> _Supplied data_
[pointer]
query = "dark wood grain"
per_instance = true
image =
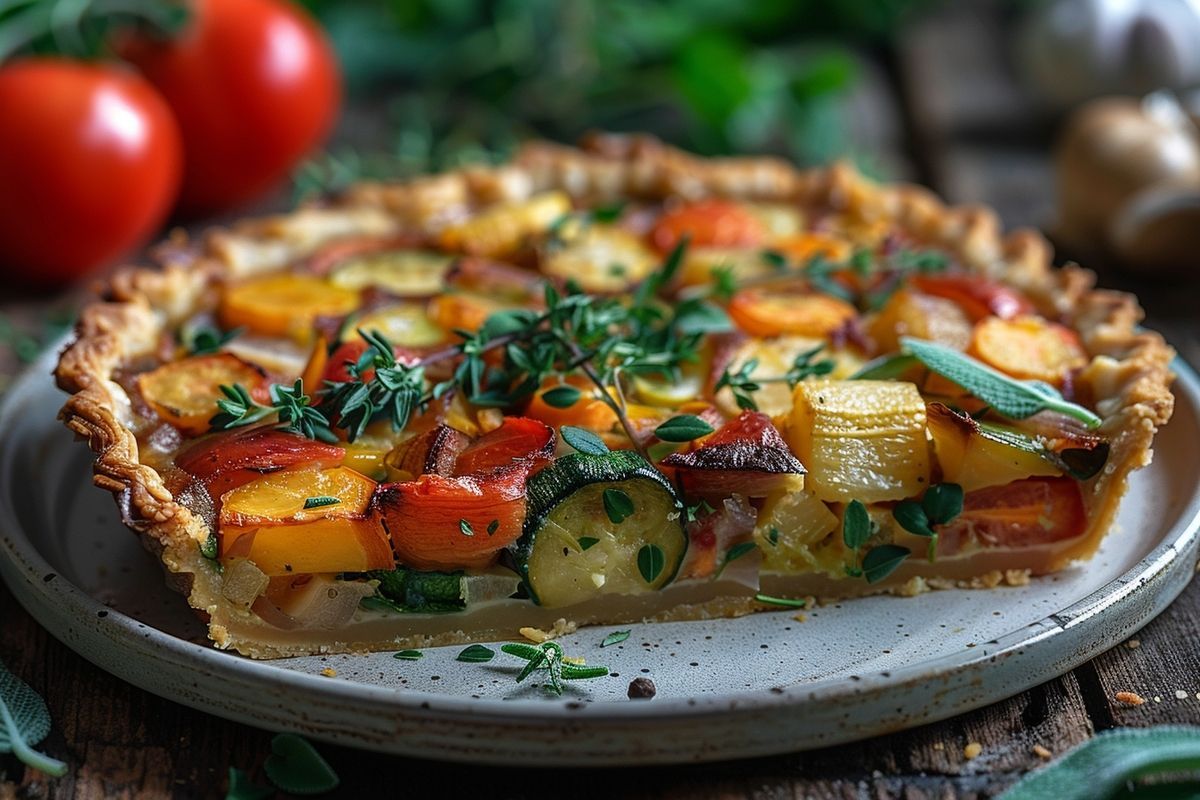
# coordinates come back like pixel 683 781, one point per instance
pixel 124 743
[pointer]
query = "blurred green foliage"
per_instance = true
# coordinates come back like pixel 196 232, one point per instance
pixel 461 79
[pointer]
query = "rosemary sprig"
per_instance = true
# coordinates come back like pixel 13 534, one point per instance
pixel 549 656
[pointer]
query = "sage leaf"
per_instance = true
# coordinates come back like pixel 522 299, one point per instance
pixel 1007 396
pixel 475 654
pixel 616 637
pixel 24 722
pixel 1102 765
pixel 295 767
pixel 583 440
pixel 684 427
pixel 882 560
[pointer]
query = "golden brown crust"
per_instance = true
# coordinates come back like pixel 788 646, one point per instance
pixel 1128 378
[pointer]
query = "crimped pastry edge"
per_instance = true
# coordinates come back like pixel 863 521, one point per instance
pixel 1129 376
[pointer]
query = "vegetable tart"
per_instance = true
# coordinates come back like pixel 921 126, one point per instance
pixel 605 384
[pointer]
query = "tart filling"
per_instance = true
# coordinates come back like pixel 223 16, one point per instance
pixel 605 385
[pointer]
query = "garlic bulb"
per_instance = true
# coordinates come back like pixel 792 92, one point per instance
pixel 1114 149
pixel 1077 49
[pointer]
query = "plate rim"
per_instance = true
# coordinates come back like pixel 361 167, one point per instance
pixel 23 569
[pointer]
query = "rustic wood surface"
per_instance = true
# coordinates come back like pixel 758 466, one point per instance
pixel 943 109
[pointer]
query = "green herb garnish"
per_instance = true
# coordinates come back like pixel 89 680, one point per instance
pixel 321 501
pixel 1007 396
pixel 733 554
pixel 881 561
pixel 297 768
pixel 684 427
pixel 651 563
pixel 205 341
pixel 616 637
pixel 618 505
pixel 475 654
pixel 293 408
pixel 549 656
pixel 24 722
pixel 941 504
pixel 564 396
pixel 583 440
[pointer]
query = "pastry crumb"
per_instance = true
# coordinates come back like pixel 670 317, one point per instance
pixel 1017 577
pixel 561 627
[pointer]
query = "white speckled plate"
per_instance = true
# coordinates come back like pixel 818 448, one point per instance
pixel 729 689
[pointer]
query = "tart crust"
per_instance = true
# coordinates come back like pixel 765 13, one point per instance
pixel 1128 378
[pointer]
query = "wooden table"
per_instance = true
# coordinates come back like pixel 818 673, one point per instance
pixel 943 115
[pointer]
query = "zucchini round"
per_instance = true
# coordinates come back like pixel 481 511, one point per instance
pixel 595 525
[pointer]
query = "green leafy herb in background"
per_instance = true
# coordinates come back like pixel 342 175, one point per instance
pixel 24 722
pixel 463 80
pixel 1108 763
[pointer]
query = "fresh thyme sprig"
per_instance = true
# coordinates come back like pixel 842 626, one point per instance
pixel 293 408
pixel 549 656
pixel 743 384
pixel 395 390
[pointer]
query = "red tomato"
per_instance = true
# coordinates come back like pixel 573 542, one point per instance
pixel 977 296
pixel 1023 513
pixel 226 461
pixel 89 167
pixel 708 223
pixel 255 85
pixel 519 439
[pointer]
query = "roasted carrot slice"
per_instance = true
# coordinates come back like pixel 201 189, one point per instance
pixel 789 310
pixel 305 521
pixel 283 305
pixel 804 247
pixel 454 523
pixel 708 223
pixel 185 392
pixel 1029 348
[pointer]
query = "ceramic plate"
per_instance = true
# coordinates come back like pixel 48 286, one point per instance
pixel 759 685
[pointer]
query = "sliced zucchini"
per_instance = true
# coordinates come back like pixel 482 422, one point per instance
pixel 405 325
pixel 405 272
pixel 573 548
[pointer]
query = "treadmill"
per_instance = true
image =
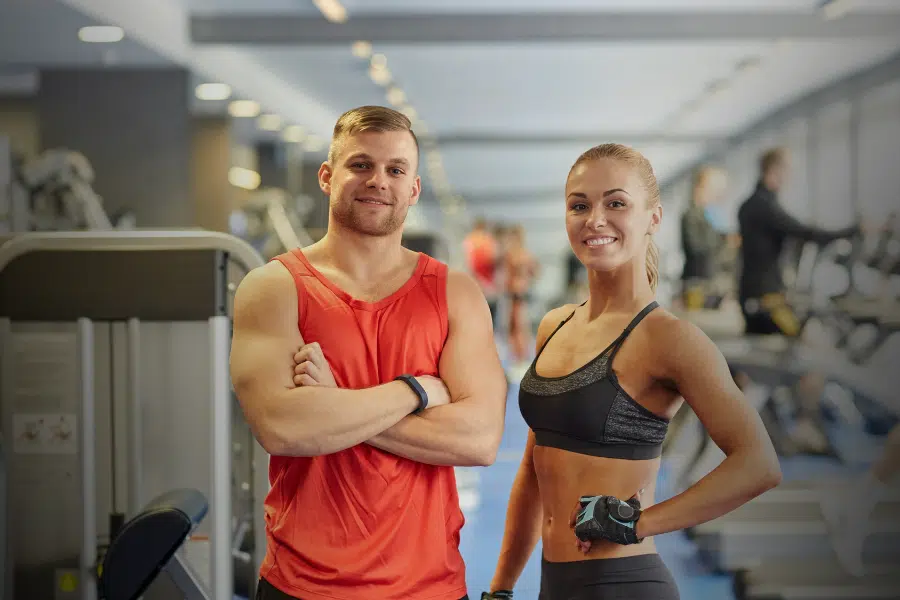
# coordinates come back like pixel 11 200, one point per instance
pixel 783 528
pixel 818 579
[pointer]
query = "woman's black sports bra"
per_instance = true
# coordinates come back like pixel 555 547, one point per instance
pixel 587 411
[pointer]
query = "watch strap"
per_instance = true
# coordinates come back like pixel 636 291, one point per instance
pixel 417 388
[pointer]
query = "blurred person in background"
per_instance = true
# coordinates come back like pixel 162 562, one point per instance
pixel 765 227
pixel 481 252
pixel 521 269
pixel 703 239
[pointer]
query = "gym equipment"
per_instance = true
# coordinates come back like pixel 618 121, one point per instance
pixel 117 394
pixel 796 579
pixel 432 244
pixel 272 222
pixel 787 523
pixel 54 193
pixel 148 544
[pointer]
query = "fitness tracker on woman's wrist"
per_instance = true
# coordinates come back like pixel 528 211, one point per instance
pixel 418 389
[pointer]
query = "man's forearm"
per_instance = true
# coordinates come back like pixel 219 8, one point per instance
pixel 457 434
pixel 312 421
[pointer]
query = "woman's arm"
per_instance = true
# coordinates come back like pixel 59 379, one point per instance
pixel 523 523
pixel 524 512
pixel 692 363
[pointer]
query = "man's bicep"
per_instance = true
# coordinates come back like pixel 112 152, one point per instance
pixel 470 365
pixel 265 335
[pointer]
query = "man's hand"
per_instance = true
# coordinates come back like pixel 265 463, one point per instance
pixel 312 369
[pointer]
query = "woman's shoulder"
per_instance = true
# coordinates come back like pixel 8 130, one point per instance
pixel 671 332
pixel 553 318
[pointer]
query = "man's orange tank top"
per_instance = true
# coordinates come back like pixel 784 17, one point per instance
pixel 363 523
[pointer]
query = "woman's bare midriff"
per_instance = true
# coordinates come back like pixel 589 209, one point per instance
pixel 564 477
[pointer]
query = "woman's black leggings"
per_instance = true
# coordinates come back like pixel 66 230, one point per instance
pixel 643 577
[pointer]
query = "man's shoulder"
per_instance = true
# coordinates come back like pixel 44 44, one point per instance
pixel 265 283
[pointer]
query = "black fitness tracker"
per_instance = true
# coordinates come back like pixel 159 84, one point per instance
pixel 417 388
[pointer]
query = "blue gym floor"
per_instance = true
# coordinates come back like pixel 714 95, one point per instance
pixel 484 493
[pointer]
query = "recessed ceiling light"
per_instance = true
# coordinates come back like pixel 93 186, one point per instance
pixel 331 10
pixel 244 108
pixel 313 143
pixel 213 91
pixel 380 76
pixel 269 123
pixel 396 96
pixel 101 34
pixel 362 49
pixel 293 134
pixel 835 9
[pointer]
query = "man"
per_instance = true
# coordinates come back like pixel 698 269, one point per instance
pixel 363 501
pixel 764 228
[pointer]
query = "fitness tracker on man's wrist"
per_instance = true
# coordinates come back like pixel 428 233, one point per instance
pixel 417 388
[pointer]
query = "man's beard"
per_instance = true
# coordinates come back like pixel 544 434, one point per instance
pixel 350 216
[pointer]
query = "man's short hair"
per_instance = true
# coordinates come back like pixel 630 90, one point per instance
pixel 771 158
pixel 369 118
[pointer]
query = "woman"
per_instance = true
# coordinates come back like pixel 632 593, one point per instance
pixel 608 376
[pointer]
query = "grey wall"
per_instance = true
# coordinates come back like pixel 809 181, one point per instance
pixel 134 127
pixel 213 197
pixel 19 122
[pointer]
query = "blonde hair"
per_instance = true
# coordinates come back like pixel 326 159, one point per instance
pixel 644 169
pixel 369 118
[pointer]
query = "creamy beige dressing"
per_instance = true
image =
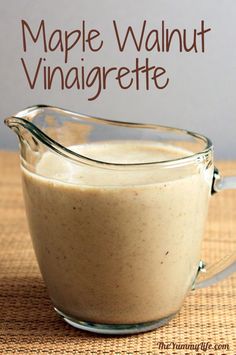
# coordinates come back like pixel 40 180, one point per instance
pixel 113 245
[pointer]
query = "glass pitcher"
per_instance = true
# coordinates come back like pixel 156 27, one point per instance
pixel 116 212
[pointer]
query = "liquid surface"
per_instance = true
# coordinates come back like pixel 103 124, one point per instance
pixel 115 246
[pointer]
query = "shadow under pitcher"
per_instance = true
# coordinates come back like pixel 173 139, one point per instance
pixel 116 212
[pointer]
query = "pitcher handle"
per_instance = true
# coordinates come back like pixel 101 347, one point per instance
pixel 226 266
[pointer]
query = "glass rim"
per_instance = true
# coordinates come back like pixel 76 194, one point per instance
pixel 21 119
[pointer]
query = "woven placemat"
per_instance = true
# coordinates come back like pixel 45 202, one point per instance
pixel 29 325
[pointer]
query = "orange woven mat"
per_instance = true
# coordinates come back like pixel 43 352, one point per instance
pixel 29 325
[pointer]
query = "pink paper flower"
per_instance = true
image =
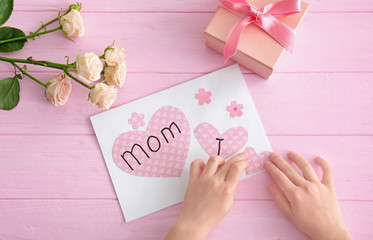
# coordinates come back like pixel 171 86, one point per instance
pixel 137 120
pixel 235 109
pixel 203 97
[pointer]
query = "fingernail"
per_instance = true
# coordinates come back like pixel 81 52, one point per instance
pixel 270 189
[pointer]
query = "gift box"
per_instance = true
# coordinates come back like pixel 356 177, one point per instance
pixel 257 49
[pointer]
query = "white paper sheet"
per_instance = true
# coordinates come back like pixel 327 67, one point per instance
pixel 139 196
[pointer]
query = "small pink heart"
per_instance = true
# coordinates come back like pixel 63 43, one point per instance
pixel 216 144
pixel 160 151
pixel 256 162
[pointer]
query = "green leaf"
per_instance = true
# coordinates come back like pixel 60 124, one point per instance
pixel 5 10
pixel 9 33
pixel 9 93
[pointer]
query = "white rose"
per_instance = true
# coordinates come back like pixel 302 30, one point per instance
pixel 58 90
pixel 72 24
pixel 114 55
pixel 89 67
pixel 116 75
pixel 103 95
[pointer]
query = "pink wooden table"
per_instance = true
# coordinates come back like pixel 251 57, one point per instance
pixel 53 180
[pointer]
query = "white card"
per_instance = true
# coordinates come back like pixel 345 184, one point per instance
pixel 149 166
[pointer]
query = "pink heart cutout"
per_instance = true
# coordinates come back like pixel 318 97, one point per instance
pixel 160 151
pixel 216 144
pixel 256 162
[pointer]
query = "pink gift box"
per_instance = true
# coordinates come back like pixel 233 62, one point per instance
pixel 256 50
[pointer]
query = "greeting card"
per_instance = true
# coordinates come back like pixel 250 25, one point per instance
pixel 148 144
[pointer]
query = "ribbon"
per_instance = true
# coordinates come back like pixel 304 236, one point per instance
pixel 265 18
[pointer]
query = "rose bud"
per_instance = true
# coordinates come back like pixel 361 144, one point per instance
pixel 103 95
pixel 72 24
pixel 116 75
pixel 89 67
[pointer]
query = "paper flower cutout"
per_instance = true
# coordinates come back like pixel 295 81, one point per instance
pixel 235 109
pixel 203 97
pixel 137 120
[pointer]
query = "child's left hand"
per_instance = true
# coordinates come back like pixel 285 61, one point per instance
pixel 209 196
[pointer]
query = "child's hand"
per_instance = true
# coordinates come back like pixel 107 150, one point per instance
pixel 310 204
pixel 209 196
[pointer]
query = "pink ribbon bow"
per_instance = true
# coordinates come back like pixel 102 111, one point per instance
pixel 264 18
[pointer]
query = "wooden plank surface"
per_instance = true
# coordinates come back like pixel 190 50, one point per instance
pixel 323 105
pixel 53 179
pixel 102 219
pixel 152 41
pixel 72 167
pixel 178 6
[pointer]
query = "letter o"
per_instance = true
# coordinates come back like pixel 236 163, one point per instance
pixel 159 144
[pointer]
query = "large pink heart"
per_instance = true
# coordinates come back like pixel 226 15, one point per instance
pixel 216 144
pixel 256 162
pixel 160 151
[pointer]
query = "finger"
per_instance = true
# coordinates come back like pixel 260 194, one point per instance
pixel 196 168
pixel 306 168
pixel 327 174
pixel 235 172
pixel 280 178
pixel 212 165
pixel 281 200
pixel 225 169
pixel 288 170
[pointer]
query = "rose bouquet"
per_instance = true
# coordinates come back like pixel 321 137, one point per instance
pixel 87 68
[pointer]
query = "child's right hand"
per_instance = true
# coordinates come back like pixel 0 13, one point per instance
pixel 310 204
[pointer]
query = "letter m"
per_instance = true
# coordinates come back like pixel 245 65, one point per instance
pixel 131 153
pixel 170 130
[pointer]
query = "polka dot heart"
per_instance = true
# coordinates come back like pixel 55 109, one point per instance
pixel 256 162
pixel 160 151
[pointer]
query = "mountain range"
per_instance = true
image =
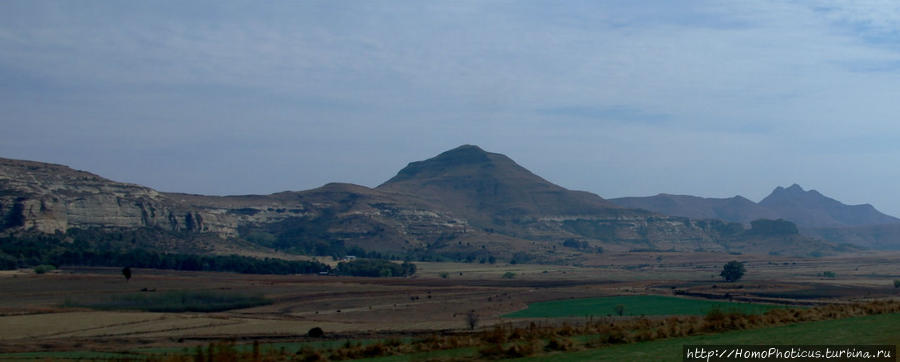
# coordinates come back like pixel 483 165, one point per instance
pixel 815 214
pixel 464 204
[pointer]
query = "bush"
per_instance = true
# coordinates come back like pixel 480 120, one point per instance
pixel 41 269
pixel 315 332
pixel 7 262
pixel 733 271
pixel 375 268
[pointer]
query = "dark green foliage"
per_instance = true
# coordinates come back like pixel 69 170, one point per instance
pixel 764 227
pixel 575 244
pixel 732 271
pixel 315 332
pixel 41 249
pixel 375 268
pixel 176 302
pixel 7 262
pixel 41 269
pixel 306 235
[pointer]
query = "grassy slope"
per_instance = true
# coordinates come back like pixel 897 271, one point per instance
pixel 634 305
pixel 878 329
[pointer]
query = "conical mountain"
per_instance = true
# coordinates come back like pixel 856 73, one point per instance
pixel 812 209
pixel 485 186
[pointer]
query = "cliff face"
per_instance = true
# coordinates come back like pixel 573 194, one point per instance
pixel 463 204
pixel 50 198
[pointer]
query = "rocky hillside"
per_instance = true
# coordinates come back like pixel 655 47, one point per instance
pixel 464 204
pixel 811 209
pixel 735 209
pixel 807 209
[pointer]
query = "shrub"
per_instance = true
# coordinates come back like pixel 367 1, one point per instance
pixel 733 271
pixel 315 332
pixel 41 269
pixel 375 268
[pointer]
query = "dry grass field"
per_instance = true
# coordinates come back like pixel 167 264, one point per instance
pixel 435 299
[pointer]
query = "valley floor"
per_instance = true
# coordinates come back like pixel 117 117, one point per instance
pixel 436 299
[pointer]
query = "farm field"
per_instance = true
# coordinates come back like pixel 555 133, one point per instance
pixel 878 329
pixel 634 305
pixel 34 318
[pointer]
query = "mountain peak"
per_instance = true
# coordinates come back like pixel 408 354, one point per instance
pixel 480 184
pixel 813 209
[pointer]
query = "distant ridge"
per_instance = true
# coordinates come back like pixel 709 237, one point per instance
pixel 483 185
pixel 807 209
pixel 734 209
pixel 812 209
pixel 464 204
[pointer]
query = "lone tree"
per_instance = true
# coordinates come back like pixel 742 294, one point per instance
pixel 472 319
pixel 126 271
pixel 620 309
pixel 733 271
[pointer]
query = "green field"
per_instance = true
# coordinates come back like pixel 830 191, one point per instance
pixel 877 329
pixel 634 305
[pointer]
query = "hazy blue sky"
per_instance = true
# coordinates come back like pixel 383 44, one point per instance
pixel 620 98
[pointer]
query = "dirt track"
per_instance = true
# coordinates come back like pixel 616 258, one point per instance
pixel 31 317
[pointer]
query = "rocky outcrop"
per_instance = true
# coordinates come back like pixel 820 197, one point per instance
pixel 463 204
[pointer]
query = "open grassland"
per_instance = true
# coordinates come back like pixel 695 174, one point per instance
pixel 634 305
pixel 876 329
pixel 175 301
pixel 435 300
pixel 612 340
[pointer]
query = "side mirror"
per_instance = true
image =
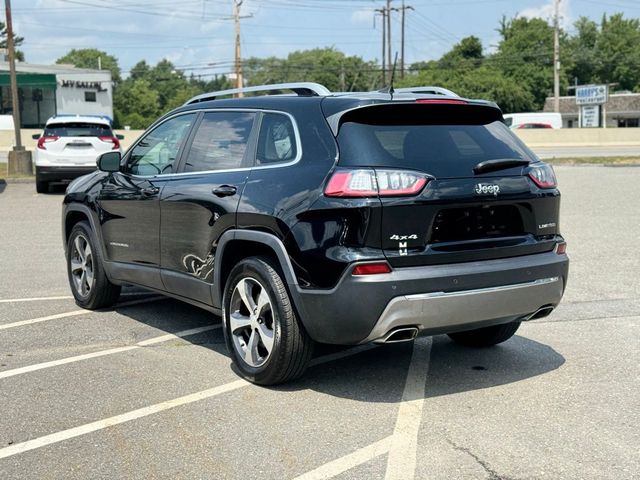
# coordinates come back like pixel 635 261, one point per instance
pixel 109 162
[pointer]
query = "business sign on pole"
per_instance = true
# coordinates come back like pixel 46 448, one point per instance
pixel 592 94
pixel 590 116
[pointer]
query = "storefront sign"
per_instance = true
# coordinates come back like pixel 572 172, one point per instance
pixel 590 116
pixel 80 84
pixel 592 94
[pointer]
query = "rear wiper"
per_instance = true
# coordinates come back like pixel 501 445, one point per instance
pixel 499 164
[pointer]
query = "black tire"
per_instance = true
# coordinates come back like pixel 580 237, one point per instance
pixel 98 292
pixel 486 337
pixel 291 345
pixel 41 186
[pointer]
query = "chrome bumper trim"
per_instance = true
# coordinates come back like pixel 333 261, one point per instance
pixel 441 310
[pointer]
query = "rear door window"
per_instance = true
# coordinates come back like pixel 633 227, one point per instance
pixel 220 142
pixel 77 129
pixel 158 150
pixel 277 140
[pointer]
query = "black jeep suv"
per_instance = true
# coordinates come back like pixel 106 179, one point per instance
pixel 318 217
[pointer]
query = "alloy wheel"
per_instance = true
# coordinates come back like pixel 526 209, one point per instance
pixel 251 322
pixel 81 260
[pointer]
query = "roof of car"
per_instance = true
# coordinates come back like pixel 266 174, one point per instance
pixel 79 119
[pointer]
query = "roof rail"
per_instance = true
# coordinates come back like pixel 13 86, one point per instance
pixel 302 89
pixel 427 89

> _Stated goal_
Copy the rows from the very first line up to and including the line with "pixel 605 385", but swap "sage leaf" for "basil leaf" and keep everything else the same. Leave the pictures out.

> _Answer to the task_
[pointer]
query = "dark wood grain"
per_instance = true
image =
# coordinates come back like pixel 683 781, one point per instance
pixel 124 743
[pointer]
query = "blurred green foliage"
per_instance = true
# coordinates come back like pixel 196 232, one point per instance
pixel 461 79
[pointer]
query = "rosemary sprig"
per_instance = true
# coordinates come back like pixel 13 534, one point per instance
pixel 549 656
[pointer]
query = "basil leaf"
per_instance = true
# coordinates come back like pixel 522 299, one point per instance
pixel 1007 396
pixel 475 654
pixel 616 637
pixel 24 722
pixel 1102 765
pixel 295 767
pixel 583 440
pixel 684 427
pixel 882 560
[pointer]
query = "golden brown crust"
per_instance = true
# coordinates come back like pixel 788 646, one point per instance
pixel 1128 378
[pointer]
query = "crimped pastry edge"
per_instance = true
# coordinates come back like pixel 863 521, one point per instance
pixel 1129 376
[pointer]
query = "vegetable tart"
per_instance = true
# coordinates come back like pixel 921 126, one point per instance
pixel 605 384
[pointer]
query = "tart filling"
per_instance = true
# coordinates come back like pixel 223 16, one point per instance
pixel 605 385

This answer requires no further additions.